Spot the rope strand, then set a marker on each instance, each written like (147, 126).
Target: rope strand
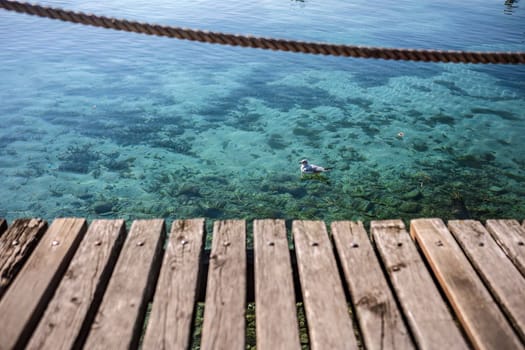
(265, 43)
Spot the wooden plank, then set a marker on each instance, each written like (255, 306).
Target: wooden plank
(15, 247)
(429, 318)
(3, 226)
(496, 270)
(26, 299)
(380, 320)
(120, 317)
(511, 238)
(276, 314)
(329, 323)
(477, 311)
(169, 325)
(224, 322)
(66, 320)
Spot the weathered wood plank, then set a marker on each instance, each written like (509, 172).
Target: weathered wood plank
(26, 299)
(15, 247)
(65, 322)
(3, 226)
(224, 322)
(380, 320)
(481, 318)
(429, 318)
(276, 326)
(511, 238)
(496, 270)
(329, 323)
(169, 325)
(119, 320)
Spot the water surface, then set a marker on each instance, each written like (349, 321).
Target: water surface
(99, 123)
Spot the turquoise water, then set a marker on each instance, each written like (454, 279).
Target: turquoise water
(99, 123)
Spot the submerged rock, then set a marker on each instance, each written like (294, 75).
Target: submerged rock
(103, 207)
(415, 194)
(497, 189)
(410, 207)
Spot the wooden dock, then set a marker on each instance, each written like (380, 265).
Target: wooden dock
(458, 285)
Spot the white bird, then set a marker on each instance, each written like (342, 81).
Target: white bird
(311, 168)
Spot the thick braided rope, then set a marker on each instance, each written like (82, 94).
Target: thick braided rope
(266, 43)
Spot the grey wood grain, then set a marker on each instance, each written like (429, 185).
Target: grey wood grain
(224, 310)
(329, 322)
(499, 274)
(169, 325)
(429, 318)
(475, 308)
(276, 326)
(119, 320)
(510, 236)
(27, 297)
(66, 321)
(15, 247)
(380, 320)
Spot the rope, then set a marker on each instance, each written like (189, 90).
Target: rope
(265, 43)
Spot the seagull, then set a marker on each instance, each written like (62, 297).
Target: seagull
(311, 168)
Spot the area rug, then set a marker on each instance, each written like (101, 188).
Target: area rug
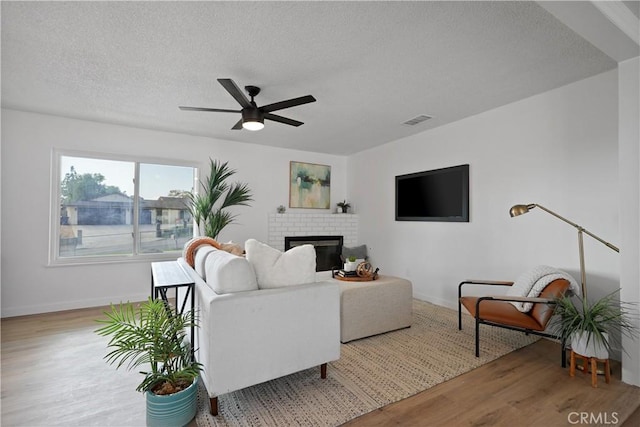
(371, 373)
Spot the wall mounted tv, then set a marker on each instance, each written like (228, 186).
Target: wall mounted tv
(435, 195)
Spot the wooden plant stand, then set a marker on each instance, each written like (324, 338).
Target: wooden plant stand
(593, 363)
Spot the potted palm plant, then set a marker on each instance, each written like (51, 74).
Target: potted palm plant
(595, 328)
(154, 336)
(209, 208)
(343, 206)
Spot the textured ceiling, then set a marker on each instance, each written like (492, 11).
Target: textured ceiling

What is being asked —
Verbatim reproduction of every record is required; images are left out.

Result of this exercise —
Spot the rope strand, then set a marker on each instance, each written like (147, 126).
Target: rope strand
(265, 43)
Spot the wooden plank, then set a marker on each instance, each written like (255, 306).
Target: wooden plank
(15, 247)
(429, 318)
(3, 226)
(496, 270)
(26, 299)
(380, 320)
(120, 317)
(511, 238)
(276, 314)
(329, 323)
(477, 311)
(169, 325)
(224, 322)
(66, 320)
Spot the weathered wood plank, then set a marker on each instance, each written like (509, 172).
Target: weathered wood plank
(26, 299)
(15, 247)
(65, 322)
(3, 226)
(224, 322)
(380, 320)
(481, 318)
(429, 318)
(276, 326)
(511, 238)
(496, 270)
(329, 323)
(169, 325)
(119, 320)
Spot the water surface, then set a marker on each instance, each written like (349, 321).
Target: water surface
(99, 123)
Spot the turquoise water, then set a marker on each instance, each written like (454, 279).
Target: turquoise water
(99, 123)
Spot the submerged rock, then set a marker on each instance, each written like (294, 75).
Target: submerged rock
(103, 207)
(415, 194)
(497, 189)
(410, 207)
Spot the wooden dock, then set a marker on each instance, each written like (380, 265).
Target: wooden dock
(458, 285)
Spot the white bird, then set a marker on each instance, each written like (342, 81).
Target: white bird
(311, 168)
Spot the thick braided rope, then set a marker on each instance, each written like (82, 94).
Target: thick braided rope
(266, 43)
Spot the grey wood grain, then set a marker on each instance, each written like (429, 185).
Target: grey wood grain
(224, 310)
(329, 322)
(499, 274)
(169, 325)
(429, 318)
(475, 308)
(276, 326)
(119, 320)
(510, 236)
(27, 297)
(66, 321)
(15, 247)
(380, 320)
Spot the rope, then set a marker on each instance, each written like (189, 90).
Target: rope
(265, 43)
Spot the seagull, then set a marker on each instance, each written like (62, 297).
Target: seagull
(311, 168)
Spot the area rug, then set a marker on each instance, each written like (101, 188).
Target: area rug
(371, 373)
Spot the wall mounted tv, then set a marker on each instance, each written like (228, 186).
Target: wall mounted tv
(435, 195)
Spot the wooden plant stand, then set a marker on each instance, each written like (324, 338).
Target: wooden plant stand
(593, 363)
Spot the potted palm plant, then set a marker on each instance, each written like (51, 74).
Target: potted palm plant
(595, 328)
(154, 336)
(209, 208)
(343, 206)
Spot the textured ceiling, then set a marker on each instance, each written like (492, 11).
Target: textured ceiling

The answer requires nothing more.